# [REQUIREMENT]
In the material below, repeat only the lines from the one that holds "Where can you find the purple knit" through the final line, exactly as they stand.

(Location identification items)
☆ ☆ ☆

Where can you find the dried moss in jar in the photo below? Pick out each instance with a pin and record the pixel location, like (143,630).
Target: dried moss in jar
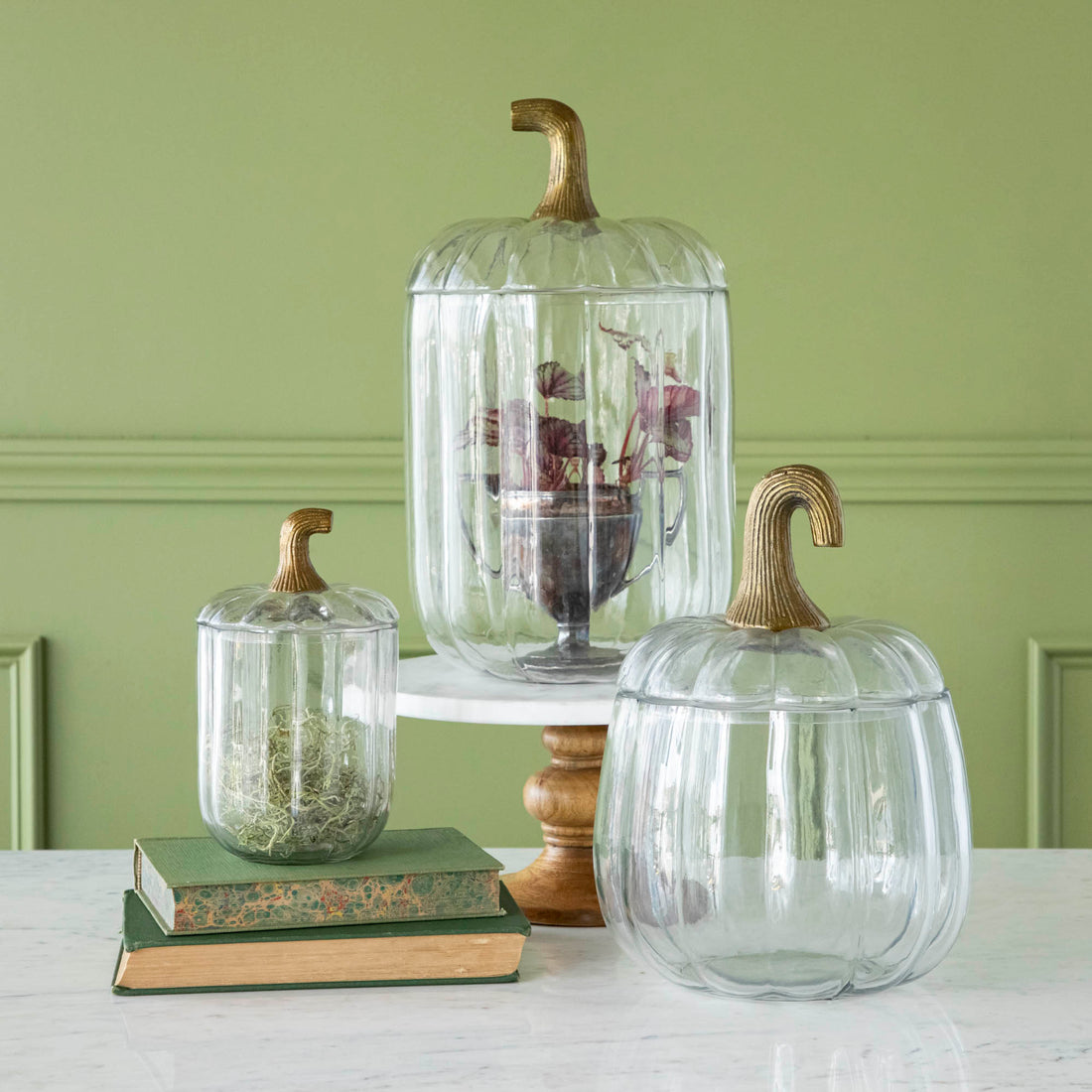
(296,690)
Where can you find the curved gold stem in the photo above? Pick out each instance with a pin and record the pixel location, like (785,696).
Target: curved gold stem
(567,195)
(295,572)
(770,597)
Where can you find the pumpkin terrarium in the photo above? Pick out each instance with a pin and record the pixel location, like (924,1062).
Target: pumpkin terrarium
(569,428)
(783,808)
(296,710)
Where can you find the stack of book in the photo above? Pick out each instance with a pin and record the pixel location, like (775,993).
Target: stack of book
(417,906)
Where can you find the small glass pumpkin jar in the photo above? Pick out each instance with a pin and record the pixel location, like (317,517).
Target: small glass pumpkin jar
(296,684)
(783,808)
(568,436)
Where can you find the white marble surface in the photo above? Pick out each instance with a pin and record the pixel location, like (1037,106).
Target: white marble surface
(1011,1008)
(435,688)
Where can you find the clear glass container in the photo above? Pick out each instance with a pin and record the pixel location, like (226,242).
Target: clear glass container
(569,429)
(296,685)
(783,812)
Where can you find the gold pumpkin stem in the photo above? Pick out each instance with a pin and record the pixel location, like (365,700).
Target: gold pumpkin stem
(770,597)
(295,572)
(567,195)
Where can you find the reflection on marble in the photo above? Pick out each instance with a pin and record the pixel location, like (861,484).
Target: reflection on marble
(1012,1008)
(435,688)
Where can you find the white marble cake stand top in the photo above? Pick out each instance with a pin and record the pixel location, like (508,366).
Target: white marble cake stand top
(435,688)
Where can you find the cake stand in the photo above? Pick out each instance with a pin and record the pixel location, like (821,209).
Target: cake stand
(559,887)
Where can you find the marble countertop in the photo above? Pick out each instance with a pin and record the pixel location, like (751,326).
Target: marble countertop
(1011,1008)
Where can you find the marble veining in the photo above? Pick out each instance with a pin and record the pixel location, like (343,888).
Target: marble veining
(1011,1008)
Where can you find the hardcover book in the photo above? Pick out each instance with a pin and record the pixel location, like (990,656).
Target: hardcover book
(194,885)
(473,949)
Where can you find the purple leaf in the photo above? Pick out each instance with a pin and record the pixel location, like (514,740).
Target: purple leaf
(557,382)
(559,438)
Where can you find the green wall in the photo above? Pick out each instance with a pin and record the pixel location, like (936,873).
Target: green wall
(208,209)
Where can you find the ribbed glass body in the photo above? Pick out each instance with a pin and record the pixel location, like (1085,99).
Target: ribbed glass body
(569,440)
(783,815)
(296,714)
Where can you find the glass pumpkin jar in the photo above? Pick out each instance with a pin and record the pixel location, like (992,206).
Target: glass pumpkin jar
(569,440)
(783,807)
(296,684)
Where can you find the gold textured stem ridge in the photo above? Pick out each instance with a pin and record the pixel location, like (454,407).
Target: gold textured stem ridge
(770,596)
(567,195)
(295,572)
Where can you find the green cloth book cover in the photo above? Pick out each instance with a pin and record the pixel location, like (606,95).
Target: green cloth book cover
(469,950)
(194,885)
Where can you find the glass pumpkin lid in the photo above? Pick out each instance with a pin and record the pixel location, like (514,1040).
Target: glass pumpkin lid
(298,600)
(774,648)
(565,246)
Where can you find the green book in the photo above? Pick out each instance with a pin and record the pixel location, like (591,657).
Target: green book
(390,953)
(194,885)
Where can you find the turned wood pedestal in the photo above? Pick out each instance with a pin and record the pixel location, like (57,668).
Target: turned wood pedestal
(559,887)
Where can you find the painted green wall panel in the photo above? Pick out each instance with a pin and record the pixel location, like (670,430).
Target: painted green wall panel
(6,728)
(1077,753)
(206,198)
(209,206)
(115,589)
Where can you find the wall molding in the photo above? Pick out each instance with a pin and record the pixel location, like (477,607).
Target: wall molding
(22,657)
(897,472)
(1048,658)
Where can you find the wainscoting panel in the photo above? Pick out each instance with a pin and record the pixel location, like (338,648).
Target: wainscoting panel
(1059,742)
(118,543)
(22,773)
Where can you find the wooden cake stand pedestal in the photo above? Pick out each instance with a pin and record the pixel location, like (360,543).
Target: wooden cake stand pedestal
(559,887)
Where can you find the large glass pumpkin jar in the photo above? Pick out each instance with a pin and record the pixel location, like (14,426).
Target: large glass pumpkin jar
(296,684)
(569,428)
(783,808)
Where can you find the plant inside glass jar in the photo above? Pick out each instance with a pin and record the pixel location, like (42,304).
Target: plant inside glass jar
(568,534)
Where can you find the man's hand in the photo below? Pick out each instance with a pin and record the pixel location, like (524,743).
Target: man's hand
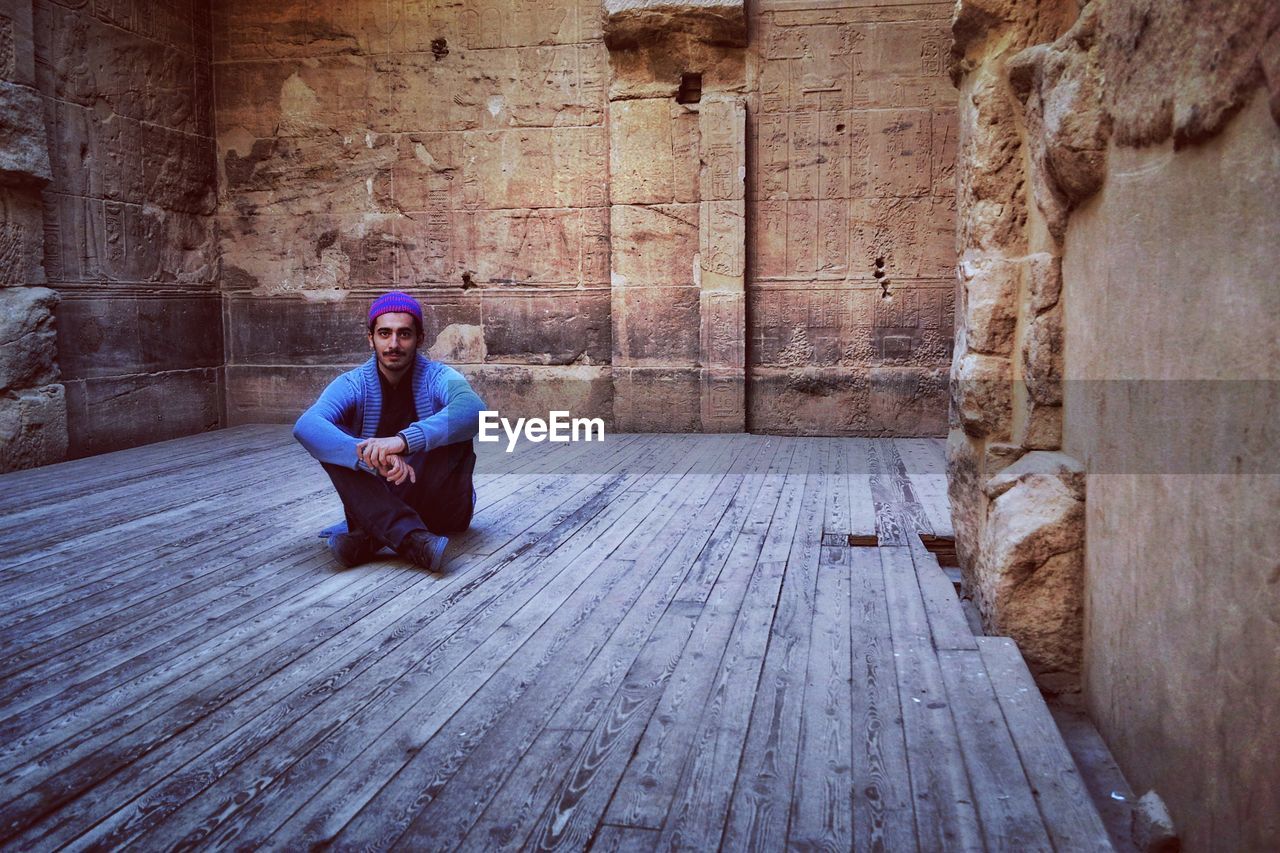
(378,452)
(398,470)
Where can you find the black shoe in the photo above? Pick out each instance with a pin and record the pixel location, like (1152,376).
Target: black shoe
(352,550)
(424,550)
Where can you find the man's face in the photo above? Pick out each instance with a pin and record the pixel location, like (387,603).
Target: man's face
(394,340)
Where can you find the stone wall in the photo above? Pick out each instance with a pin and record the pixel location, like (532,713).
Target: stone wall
(571,187)
(32,400)
(851,218)
(457,151)
(1112,460)
(128,228)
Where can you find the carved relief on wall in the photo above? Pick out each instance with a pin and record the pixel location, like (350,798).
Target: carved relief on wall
(853,208)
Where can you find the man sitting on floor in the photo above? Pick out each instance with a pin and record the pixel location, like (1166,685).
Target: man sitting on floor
(394,436)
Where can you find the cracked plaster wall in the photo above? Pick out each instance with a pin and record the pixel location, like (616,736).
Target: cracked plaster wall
(1114,392)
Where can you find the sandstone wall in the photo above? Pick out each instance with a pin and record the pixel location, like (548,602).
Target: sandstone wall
(128,229)
(1112,461)
(457,151)
(32,398)
(571,188)
(851,218)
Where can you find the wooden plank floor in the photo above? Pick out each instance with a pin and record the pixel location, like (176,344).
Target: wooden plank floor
(656,642)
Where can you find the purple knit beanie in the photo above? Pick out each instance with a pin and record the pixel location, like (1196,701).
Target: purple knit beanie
(396,302)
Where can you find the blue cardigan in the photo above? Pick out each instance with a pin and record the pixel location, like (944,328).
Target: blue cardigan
(347,411)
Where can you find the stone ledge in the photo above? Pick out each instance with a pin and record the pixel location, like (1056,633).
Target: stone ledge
(630,23)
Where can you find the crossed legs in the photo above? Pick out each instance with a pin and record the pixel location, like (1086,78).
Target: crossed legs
(440,500)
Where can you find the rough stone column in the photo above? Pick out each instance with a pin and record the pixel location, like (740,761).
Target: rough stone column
(32,400)
(722,249)
(1016,506)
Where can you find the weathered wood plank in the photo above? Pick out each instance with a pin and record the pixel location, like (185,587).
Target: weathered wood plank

☆ ☆ ☆

# [FINAL ANSWER]
Where can you find the purple knit beanie in the photo above? Pick out each instance with a pin and record the pixel location, like (1196,701).
Target: purple knit beanie
(396,302)
Where can you find the blue cardigan in the photo above? Pick out each instance with a pin and record the pixel location, like (944,328).
Target: blue cardigan
(347,411)
Where can you find the stone ledge in the photo above? Pick out each instance with a pin and record the pixel location, like (1056,633).
Target: stone ledge
(630,23)
Where can you find the crossed legs in the photo above? Pick out each instance with a pin and record the pixel location, like (1086,78).
Target: crossed legs
(440,500)
Where can you find the rough stone column in the photo above? Pick out each instance with a pin and record the pixel location, like (740,761).
Target: rough stone column
(32,400)
(722,249)
(1016,506)
Where can you find the weathered wood plank in the photo above? Pick out each instance with a pin and record the pixel location, like (185,587).
Target: weathered wood plank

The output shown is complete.